== Work task ==
Whenever a picture appears, leave it out while repeating all the other data exactly.

━━━━━━━━━━━━━━━━━━━━━━━━━━━━━━

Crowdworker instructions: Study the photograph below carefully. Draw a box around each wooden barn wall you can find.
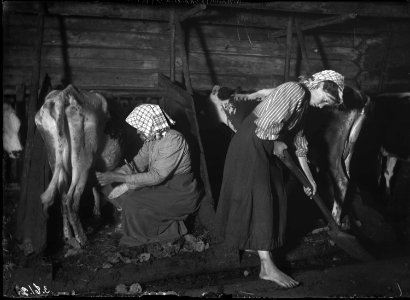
[3,3,410,98]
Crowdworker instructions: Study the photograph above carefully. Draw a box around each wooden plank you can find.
[186,52,360,76]
[4,26,364,59]
[169,8,176,81]
[4,46,169,63]
[3,68,159,89]
[3,54,361,90]
[18,2,46,254]
[213,2,410,19]
[5,27,170,50]
[3,42,361,68]
[10,13,410,42]
[19,2,290,29]
[158,73,217,237]
[271,13,357,38]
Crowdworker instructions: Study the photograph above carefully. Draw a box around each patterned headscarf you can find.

━━━━━━━━━━━━━━━━━━━━━━━━━━━━━━

== Written reply ==
Crowdworker instructions: Study the photograph below carefully. Draw a box around each wooden barn wall you can find.
[3,3,410,98]
Crowdworker instructions: Study the photograph above carefully. Draw a box around each wooden plank you can find.
[186,52,360,76]
[4,26,364,59]
[169,8,176,81]
[4,46,169,63]
[3,68,159,89]
[3,54,361,90]
[18,2,46,254]
[213,2,410,19]
[5,27,170,50]
[3,42,361,68]
[10,13,410,42]
[19,2,290,29]
[158,73,217,237]
[271,13,357,38]
Crowdworker instructions: Study the photograph above carefully. Draw a box around each patterned headscarf you can find.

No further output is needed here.